DOCUMENT TEXT section start
Click to learn more about author Daniel Jebaraj.
Data Science is now being used as a competitive weapon. As with other technologies and processes that can transform the way companies operate, there’s a lot of contradictory information about it that’s causing considerable confusion.
Most of today’s business leaders have heard that Data Science can improve operational efficiency and customer relationships, but it isn’t always clear how Data Science should be implemented or what the specific business benefits might be.
This blog post addresses some of the misunderstandings individuals and organizations have about Data Science. It also includes tips developers can use to enable Data Science capabilities in their organizations.
What Is Data Science?
Data Science is an umbrella
term comprising some of the today’s hottest topics such as Machine Learning,
Analytics, Modeling, and Data Visualization. In practice, Data Science is a
process. It starts with a hypothesis, and then data is gathered with the hope
of producing valuable insights. Once the data is collected, it is used to test
and build models. Finally, the results are analyzed and presented to decision makers as reports or dashboards.
The models, which tend to approximate events or behaviors in the real world, are used to make important decisions. For instance, churn detection models are often used to predict which customers are at the highest risk of defecting to a competitor so the business can take preventative action. Depending on the circumstances, the preventative action may take the form of a phone call from a manager, a discounted subscription renewal rate, or coupon.
Unfortunately, there is no single definition of Data Science, but many data scientists and vendors describe it as a process, similar to the definition and workflow presented above. Some consider Data Science synonymous with Statistical Modeling or Analytics (identifying patterns in data and presenting the results via a dashboard), which only adds to the confusion. Modeling and Analytics are subsets of the Data Science process.
The good news is that businesses can choose how they implement Data Science in their organizations because there’s no “right” way to do it. How Data Science is implemented depends on many things, including the expertise, tools, and data available to the organization. The most effective implementations of Data Science tend to start with, and align with, business goals.
Seasoned data scientists understand such nuances. Such understanding promotes clarity. Unfortunately, there are many myths around Data Science that serve as roadblocks in the path toward clarity. By confronting these myths, it is our hope that more organizations, especially organizations with development teams, will implement Data Science.
Myth #1: It’s Hard to Find Data Scientists
The shortage of data scientists is well documented in the media. In fact, Fast Company and others cited a report from McKinsey that predicts a shortfall of 250,000 data scientists in the U.S. alone by 2024. Many of today’s companies are competing for “real” data scientists or “unicorns.” Unicorns are rare creatures who have a graduate degree in math or statistics (Ph.D. preferred), strong programming skills, and solid domain expertise. Few candidates have deep expertise in all three areas, which is why there is a shortage of data scientists. To overcome that obstacle, some organizations are trying to develop a Data Science practice that combines the expertise of several people.
DOCUMENT TEXT section end
RECORD SET section start
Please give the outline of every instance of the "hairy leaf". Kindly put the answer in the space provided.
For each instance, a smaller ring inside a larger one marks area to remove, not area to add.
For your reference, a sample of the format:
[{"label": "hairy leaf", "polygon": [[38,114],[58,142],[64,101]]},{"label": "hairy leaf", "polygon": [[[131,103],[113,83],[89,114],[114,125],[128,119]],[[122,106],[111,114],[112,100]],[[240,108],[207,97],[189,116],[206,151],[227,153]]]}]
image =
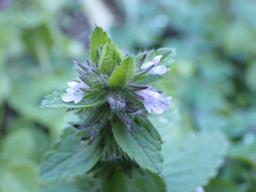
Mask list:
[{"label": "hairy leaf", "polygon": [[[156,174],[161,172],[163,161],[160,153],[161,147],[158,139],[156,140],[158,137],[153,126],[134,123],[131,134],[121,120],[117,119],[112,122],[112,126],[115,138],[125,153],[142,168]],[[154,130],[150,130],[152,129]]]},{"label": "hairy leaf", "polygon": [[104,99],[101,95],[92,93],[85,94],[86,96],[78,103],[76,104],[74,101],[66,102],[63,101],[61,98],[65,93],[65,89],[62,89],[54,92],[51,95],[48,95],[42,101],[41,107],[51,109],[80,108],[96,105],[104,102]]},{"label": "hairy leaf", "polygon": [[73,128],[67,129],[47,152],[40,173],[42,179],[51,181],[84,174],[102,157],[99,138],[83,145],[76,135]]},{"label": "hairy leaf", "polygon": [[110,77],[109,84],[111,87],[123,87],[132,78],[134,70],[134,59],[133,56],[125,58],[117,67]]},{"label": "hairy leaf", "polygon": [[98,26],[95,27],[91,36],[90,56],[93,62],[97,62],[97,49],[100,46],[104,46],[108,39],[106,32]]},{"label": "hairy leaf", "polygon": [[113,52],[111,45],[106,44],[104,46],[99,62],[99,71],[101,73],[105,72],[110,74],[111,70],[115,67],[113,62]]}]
RECORD SET section end
RECORD SET section start
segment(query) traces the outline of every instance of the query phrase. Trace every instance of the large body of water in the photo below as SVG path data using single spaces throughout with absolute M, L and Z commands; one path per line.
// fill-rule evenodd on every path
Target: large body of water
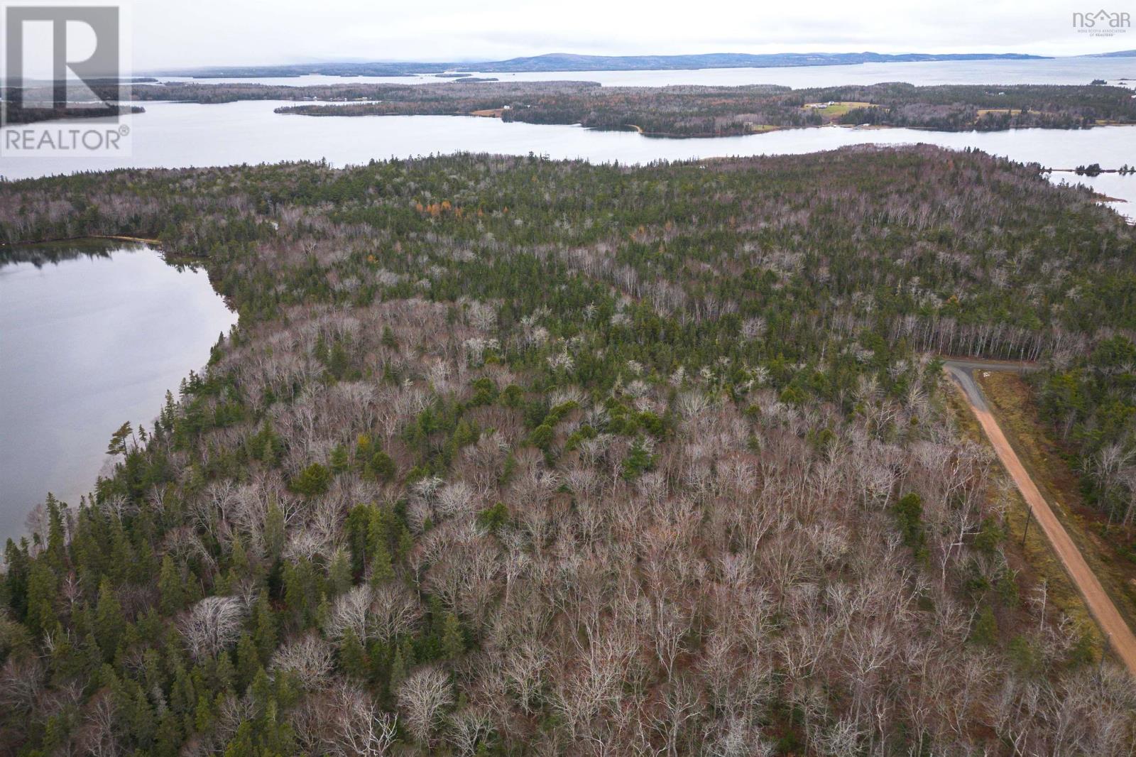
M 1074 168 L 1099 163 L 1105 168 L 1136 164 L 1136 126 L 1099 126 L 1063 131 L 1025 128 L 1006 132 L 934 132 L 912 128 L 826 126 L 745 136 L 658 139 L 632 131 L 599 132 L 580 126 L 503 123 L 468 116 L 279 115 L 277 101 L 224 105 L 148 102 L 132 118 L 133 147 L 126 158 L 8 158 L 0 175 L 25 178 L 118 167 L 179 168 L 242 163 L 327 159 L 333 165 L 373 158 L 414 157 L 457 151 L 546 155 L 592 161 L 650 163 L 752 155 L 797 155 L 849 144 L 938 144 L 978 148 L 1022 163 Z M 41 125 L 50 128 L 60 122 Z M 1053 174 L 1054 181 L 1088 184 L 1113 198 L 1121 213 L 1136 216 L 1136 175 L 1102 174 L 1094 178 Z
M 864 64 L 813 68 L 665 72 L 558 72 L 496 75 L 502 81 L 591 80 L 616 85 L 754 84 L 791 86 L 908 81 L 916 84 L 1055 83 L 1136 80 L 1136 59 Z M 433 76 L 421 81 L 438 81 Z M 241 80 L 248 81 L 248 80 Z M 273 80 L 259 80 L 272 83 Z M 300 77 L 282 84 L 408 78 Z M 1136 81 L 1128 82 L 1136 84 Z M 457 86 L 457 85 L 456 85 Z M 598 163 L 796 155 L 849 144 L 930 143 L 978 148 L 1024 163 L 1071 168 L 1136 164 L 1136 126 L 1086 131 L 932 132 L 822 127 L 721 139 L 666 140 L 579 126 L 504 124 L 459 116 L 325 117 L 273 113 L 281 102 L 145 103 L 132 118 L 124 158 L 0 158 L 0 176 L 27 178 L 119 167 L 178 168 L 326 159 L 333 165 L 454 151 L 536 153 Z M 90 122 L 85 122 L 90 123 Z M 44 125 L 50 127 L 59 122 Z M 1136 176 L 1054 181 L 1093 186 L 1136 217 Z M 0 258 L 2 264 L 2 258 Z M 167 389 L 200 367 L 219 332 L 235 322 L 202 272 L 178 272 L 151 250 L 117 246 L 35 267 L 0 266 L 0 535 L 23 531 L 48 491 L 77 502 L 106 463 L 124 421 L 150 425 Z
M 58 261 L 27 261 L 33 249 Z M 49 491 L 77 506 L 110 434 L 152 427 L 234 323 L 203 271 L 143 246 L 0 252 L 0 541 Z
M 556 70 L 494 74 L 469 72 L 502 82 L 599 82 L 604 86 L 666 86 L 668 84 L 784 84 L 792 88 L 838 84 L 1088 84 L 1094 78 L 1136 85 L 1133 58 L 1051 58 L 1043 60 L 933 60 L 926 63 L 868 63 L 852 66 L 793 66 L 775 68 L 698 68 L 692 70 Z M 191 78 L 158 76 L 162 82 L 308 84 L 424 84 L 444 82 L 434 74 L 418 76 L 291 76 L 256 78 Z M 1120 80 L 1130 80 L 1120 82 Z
RECORD SET section end
— TASK STATEMENT —
Reproduce word for word the part of the Data Science post that begins at "What Is Data" and stops after "reports or dashboards.".

— ANSWER SECTION —
What Is Data Science?
Data Science is an umbrella
term comprising some of the today’s hottest topics such as Machine Learning,
Analytics, Modeling, and Data Visualization. In practice, Data Science is a
process. It starts with a hypothesis, and then data is gathered with the hope
of producing valuable insights. Once the data is collected, it is used to test
and build models. Finally, the results are analyzed and presented to decision makers as reports or dashboards.